■ Tasks to perform
1. Transcribe the rod end bearing passage below, everything from "A rod end bearing, also" down to "than 180 degrees).".
2. Answer these from the rod end bearing passage below:
(a) What is a rod end bearing called in North America?
(b) What two forms can the threaded portion take?
(c) What alignment does a clevis end require?
3. Carry the rod end bearing passage below forward from its final sentence.

■ Article
A rod end bearing, also known as a heim joint (N. America) or rose joint (U.K. and elsewhere), is a mechanical articulating joint. Such joints are used on the ends of control rods, steering links, tie rods, or anywhere a precision articulating joint is required, and where a clevis end (which requires perfect 90-degree alignment between the attached shaft and the second component) is unsuitable. A ball swivel with an opening through which a bolt or other attaching hardware may pass is pressed into a circular casing with a threaded shaft attached. The threaded portion may be either male or female. The heim joint's advantage is that the ball insert permits the rod or bolt passing through it to be misaligned to a limited degree (an angle other than 90 degrees). A link terminated in two heim joints permits misalignment of their attached shafts (viz., other than 180 degrees).

■ Provided data
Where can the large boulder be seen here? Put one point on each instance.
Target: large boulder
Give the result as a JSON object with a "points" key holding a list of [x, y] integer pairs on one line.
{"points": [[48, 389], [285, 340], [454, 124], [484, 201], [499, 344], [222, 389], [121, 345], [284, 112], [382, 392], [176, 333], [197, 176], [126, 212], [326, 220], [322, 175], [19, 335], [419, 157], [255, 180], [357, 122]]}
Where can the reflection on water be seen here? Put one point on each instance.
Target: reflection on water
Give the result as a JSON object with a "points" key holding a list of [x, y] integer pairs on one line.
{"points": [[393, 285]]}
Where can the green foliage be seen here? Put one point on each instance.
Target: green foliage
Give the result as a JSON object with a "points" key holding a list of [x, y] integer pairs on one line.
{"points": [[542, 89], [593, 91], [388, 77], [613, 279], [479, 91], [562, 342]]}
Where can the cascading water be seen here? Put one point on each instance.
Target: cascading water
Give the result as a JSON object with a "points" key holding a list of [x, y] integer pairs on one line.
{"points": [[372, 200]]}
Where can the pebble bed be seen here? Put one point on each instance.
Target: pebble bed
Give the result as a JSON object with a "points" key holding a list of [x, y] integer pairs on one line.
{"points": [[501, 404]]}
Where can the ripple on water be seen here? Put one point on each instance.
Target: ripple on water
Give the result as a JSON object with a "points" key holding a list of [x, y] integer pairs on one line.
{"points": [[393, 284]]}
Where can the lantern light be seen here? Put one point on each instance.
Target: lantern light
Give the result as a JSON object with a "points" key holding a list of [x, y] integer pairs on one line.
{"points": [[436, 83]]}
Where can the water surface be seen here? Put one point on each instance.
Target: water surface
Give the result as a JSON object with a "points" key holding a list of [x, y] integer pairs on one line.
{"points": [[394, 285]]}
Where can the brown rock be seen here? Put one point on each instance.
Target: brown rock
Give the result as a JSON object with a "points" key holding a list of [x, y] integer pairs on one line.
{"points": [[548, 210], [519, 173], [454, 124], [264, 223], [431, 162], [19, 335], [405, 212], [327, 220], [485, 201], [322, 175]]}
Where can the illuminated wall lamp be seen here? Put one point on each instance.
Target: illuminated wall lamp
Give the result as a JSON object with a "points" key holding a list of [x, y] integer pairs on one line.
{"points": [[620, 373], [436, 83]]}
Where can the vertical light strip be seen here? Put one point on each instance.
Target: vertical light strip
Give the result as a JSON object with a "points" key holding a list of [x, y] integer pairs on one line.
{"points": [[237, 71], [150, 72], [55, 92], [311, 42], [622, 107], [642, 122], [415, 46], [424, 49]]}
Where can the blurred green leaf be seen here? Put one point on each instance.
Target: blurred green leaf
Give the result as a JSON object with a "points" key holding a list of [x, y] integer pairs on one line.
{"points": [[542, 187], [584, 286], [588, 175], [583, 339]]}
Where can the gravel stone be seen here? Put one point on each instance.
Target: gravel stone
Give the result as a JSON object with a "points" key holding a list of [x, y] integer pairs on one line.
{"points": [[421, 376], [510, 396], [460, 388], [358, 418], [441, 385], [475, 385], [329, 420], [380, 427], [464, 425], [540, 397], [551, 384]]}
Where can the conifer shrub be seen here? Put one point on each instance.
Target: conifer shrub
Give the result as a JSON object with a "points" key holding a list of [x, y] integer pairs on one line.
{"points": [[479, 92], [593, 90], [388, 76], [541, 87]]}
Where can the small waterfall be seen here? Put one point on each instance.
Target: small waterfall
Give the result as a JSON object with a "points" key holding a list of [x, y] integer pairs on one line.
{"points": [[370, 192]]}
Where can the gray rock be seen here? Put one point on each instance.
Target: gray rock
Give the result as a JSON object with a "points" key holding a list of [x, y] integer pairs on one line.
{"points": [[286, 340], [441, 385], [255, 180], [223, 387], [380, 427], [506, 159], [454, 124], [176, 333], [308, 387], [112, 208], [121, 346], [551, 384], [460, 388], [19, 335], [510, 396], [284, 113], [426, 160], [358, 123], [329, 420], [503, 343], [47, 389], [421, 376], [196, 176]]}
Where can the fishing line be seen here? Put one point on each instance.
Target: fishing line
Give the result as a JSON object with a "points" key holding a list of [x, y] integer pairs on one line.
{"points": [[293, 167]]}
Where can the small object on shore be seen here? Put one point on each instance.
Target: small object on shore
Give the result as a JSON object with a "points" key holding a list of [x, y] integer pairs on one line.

■ Results of the exercise
1.
A rod end bearing, also known as a heim joint (N. America) or rose joint (U.K. and elsewhere), is a mechanical articulating joint. Such joints are used on the ends of control rods, steering links, tie rods, or anywhere a precision articulating joint is required, and where a clevis end (which requires perfect 90-degree alignment between the attached shaft and the second component) is unsuitable. A ball swivel with an opening through which a bolt or other attaching hardware may pass is pressed into a circular casing with a threaded shaft attached. The threaded portion may be either male or female. The heim joint's advantage is that the ball insert permits the rod or bolt passing through it to be misaligned to a limited degree (an angle other than 90 degrees). A link terminated in two heim joints permits misalignment of their attached shafts (viz., other than 180 degrees).

2.
(a) A heim joint.
(b) Male or female.
(c) Perfect 90-degree alignment between the attached shaft and the second component.

3.
History
The spherical rod end bearing was developed by Nazi Germany during World War II. When one of the first German planes to be shot down by the British in early 1940 was examined, they found this joint in use in the aircraft's control systems. Following this discovery, the Allied governments gave the H.G. Heim Company an exclusive patent to manufacture these joints in North America, while in the UK the patent passed to Rose Bearings Ltd. The ubiquity of these manufacturers in their respective markets led to the terms heim joint and rose joint becoming synonymous with their product. After the patents ran out the common names stuck, although  rosejoint remains a registered trademark of Minebea Mitsumi Inc., successor to Rose Bearings Ltd. Originally used in aircraft, the rod end bearing may be found in cars, trucks, race cars, motorcycles, lawn tractors, boats, industrial machines, go-karts, radio-control helicopters, formula cars, and many more applications.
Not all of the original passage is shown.